Ranulph Glanville (The Bartlett School of Architecture, UCL, London, UK, CybernEthics Research, Southsea, UK)

Kybernetes

ISSN: 0368-492X

Article publication date: 23 October 2007

1502

Abstract

Purpose

The purpose of this paper is to explore the two subjects, cybernetics and design, in order to establish and demonstrate a relationship between them. It is held that the two subjects can be considered complementary arms of each other.

Design/methodology/approach

The two subjects are each characterised so that the author's interpretation is explicit and those who know one subject but not the other are briefed. Cybernetics is examined in terms of both classical (first‐order) cybernetics, and the more consistent second‐order cybernetics, which is the cybernetics used in this argument. The paper develops by a comparative analysis of the two subjects, and exploring analogies between the two at several levels.

Findings

A design approach is characterised and validated, and contrasted with a scientific approach. The analogies that are proposed are shown to hold. Cybernetics is presented as theory for design, design as cybernetics in practice. Consequent findings, for instance that both cybernetics and design imply the same ethical qualities, are presented.

**Task set**:
(1) In the abstract on cybernetics and design, which kind of cybernetics is the one used in the paper's argument?
(2) From the abstract on cybernetics and design, return the passage starting with "The purpose of" and going on through "of each other.".
The rows are separate material with no connection to the abstract.

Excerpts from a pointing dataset
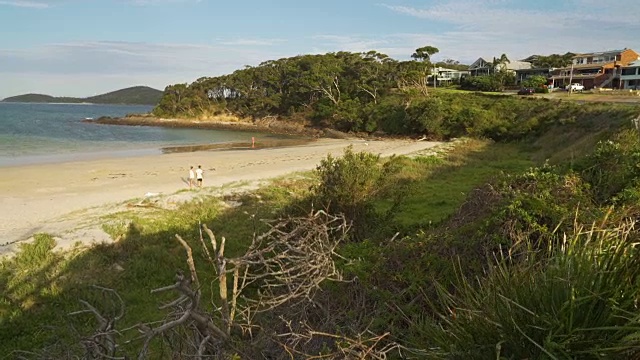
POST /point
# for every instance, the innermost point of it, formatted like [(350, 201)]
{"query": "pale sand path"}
[(38, 198)]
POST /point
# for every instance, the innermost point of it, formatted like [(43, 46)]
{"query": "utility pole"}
[(435, 77), (571, 79)]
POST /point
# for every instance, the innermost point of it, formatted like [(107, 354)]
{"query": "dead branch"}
[(102, 343)]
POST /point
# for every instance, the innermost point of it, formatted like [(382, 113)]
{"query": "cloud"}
[(83, 68), (469, 29), (161, 2), (26, 4), (252, 42)]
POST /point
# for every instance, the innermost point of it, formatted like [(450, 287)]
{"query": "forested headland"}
[(518, 241)]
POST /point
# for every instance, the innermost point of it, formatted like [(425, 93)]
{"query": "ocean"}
[(33, 133)]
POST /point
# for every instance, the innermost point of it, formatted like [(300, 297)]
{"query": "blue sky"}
[(88, 47)]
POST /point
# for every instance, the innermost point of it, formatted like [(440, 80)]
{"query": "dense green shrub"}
[(350, 183), (534, 82), (536, 208), (613, 167)]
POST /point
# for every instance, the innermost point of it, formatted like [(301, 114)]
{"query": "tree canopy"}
[(331, 89)]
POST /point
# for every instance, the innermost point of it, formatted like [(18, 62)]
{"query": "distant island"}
[(137, 95)]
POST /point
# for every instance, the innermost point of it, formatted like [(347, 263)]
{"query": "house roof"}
[(512, 65), (533, 70), (441, 69), (518, 65), (476, 64), (633, 64), (587, 66), (531, 58), (600, 53)]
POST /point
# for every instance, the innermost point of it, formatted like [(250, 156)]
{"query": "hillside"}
[(137, 95)]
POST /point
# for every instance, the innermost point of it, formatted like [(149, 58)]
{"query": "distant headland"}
[(137, 95)]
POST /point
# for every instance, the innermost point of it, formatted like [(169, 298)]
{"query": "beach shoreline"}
[(58, 198), (220, 122)]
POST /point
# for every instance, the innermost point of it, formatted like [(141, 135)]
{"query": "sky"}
[(88, 47)]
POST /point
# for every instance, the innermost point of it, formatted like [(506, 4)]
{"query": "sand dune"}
[(53, 198)]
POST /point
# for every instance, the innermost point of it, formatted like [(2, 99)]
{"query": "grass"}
[(440, 184), (578, 302), (39, 287)]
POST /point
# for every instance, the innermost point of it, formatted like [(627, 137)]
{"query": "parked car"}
[(576, 87), (526, 91)]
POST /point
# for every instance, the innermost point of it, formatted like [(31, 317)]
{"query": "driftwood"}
[(279, 276)]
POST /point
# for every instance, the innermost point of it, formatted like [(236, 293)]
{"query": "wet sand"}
[(38, 198)]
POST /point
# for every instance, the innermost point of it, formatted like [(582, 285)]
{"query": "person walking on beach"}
[(192, 178), (199, 173)]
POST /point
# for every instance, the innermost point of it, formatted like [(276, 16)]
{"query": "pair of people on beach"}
[(195, 177)]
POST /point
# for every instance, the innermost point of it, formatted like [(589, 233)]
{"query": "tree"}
[(500, 63), (424, 53)]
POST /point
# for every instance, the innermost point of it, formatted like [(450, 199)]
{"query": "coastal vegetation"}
[(137, 95), (516, 242)]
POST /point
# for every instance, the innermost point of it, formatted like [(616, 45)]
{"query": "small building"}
[(447, 76), (524, 74), (485, 67), (595, 70), (630, 76)]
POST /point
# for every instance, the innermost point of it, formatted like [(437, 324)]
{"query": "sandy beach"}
[(54, 198)]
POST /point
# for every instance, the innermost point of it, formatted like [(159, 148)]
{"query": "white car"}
[(576, 87)]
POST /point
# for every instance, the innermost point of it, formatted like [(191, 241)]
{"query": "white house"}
[(482, 66), (446, 76), (630, 76)]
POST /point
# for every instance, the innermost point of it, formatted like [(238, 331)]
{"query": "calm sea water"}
[(44, 133)]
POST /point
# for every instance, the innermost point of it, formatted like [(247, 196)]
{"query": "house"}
[(447, 76), (595, 70), (485, 67), (524, 74), (630, 76)]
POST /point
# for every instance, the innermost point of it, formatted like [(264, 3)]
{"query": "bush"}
[(349, 184), (577, 303), (535, 82), (613, 167), (537, 208)]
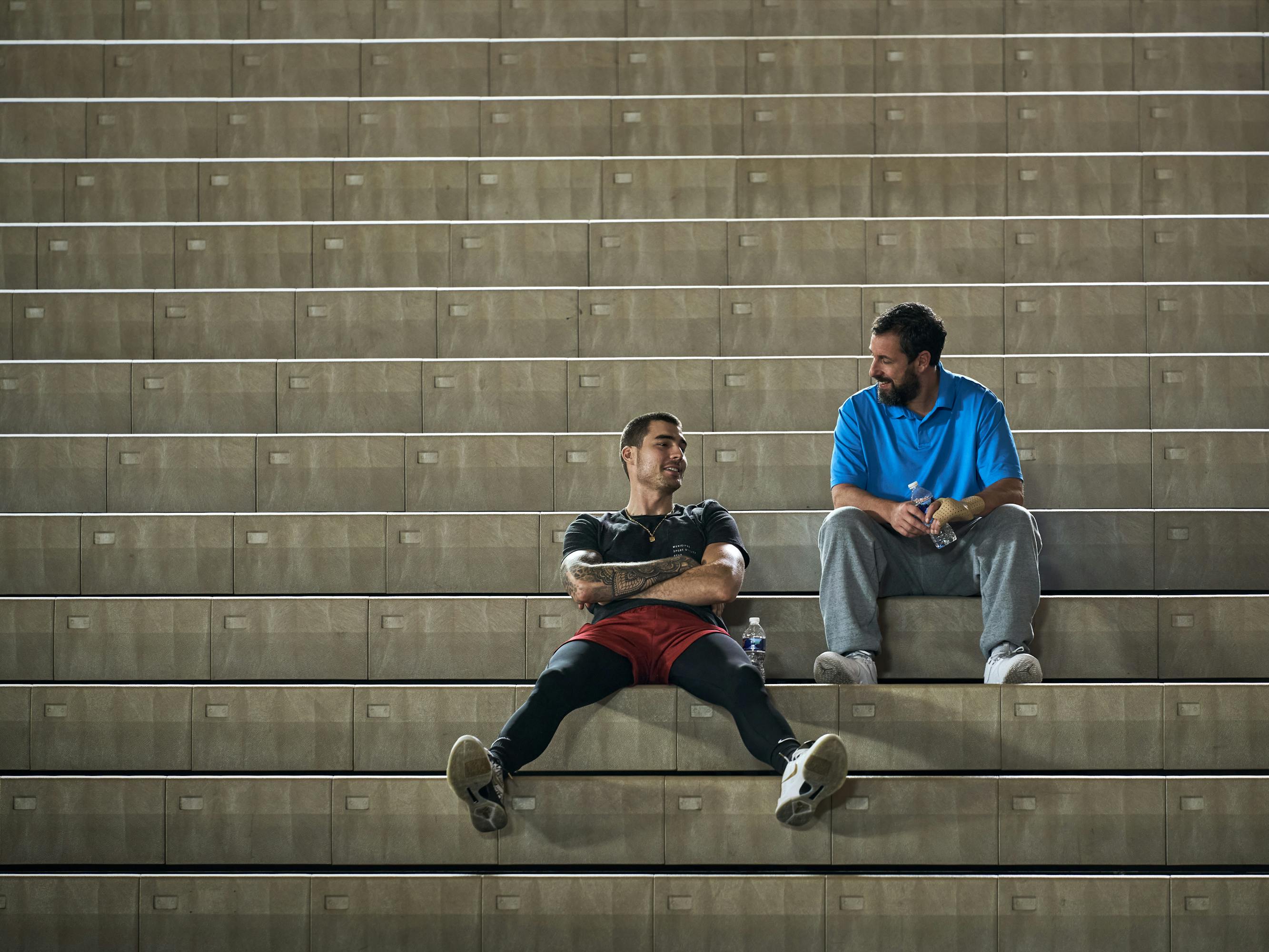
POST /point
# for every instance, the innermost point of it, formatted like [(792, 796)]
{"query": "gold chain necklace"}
[(651, 535)]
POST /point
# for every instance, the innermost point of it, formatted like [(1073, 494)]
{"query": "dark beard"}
[(900, 393)]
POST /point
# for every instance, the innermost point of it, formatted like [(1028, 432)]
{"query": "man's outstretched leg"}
[(579, 673), (717, 671)]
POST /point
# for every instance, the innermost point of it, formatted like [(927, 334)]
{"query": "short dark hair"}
[(637, 429), (918, 329)]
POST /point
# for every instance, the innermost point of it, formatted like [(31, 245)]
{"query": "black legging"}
[(580, 673)]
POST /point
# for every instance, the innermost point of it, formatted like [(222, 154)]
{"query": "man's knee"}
[(1013, 520), (845, 522), (555, 681), (740, 680)]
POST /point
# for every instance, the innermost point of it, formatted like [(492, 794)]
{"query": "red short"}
[(651, 638)]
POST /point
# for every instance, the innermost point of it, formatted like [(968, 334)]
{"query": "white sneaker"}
[(479, 783), (814, 774), (1012, 664), (856, 668)]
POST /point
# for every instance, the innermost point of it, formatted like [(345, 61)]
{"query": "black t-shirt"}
[(687, 531)]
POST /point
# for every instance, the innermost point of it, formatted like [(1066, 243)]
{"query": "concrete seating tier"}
[(1085, 550), (391, 728), (750, 913), (511, 639), (578, 473), (542, 395), (512, 20), (635, 67), (650, 126), (77, 257), (629, 323), (1033, 822), (457, 189)]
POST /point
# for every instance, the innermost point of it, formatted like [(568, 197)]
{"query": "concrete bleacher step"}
[(735, 322), (899, 124), (516, 20), (390, 728), (635, 253), (1079, 638), (263, 554), (967, 821), (536, 395), (464, 473), (772, 65), (624, 912), (774, 187)]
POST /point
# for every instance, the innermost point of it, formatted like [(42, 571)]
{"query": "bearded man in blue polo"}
[(921, 425)]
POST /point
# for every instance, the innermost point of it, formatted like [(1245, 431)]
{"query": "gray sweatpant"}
[(997, 556)]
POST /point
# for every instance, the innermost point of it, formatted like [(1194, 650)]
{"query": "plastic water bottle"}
[(922, 499), (754, 642)]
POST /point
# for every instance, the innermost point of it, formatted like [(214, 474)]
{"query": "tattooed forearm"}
[(616, 581)]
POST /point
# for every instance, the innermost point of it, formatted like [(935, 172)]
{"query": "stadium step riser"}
[(512, 639), (540, 395), (636, 68), (451, 554), (645, 821), (305, 474), (518, 20), (826, 187), (629, 323), (622, 912), (656, 253), (892, 728), (726, 126)]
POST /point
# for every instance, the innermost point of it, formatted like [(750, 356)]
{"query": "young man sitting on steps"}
[(655, 577)]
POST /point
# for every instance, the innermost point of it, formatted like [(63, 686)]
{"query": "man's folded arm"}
[(998, 494), (716, 581), (592, 581)]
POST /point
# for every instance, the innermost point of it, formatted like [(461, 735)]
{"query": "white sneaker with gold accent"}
[(814, 775)]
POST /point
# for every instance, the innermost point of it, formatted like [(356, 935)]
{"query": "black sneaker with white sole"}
[(479, 781)]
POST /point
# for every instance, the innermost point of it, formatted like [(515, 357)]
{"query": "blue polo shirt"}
[(959, 448)]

**Responses for each task**:
(1) Second-order cybernetics.

(2)
The purpose of this paper is to explore the two subjects, cybernetics and design, in order to establish and demonstrate a relationship between them. It is held that the two subjects can be considered complementary arms of each other.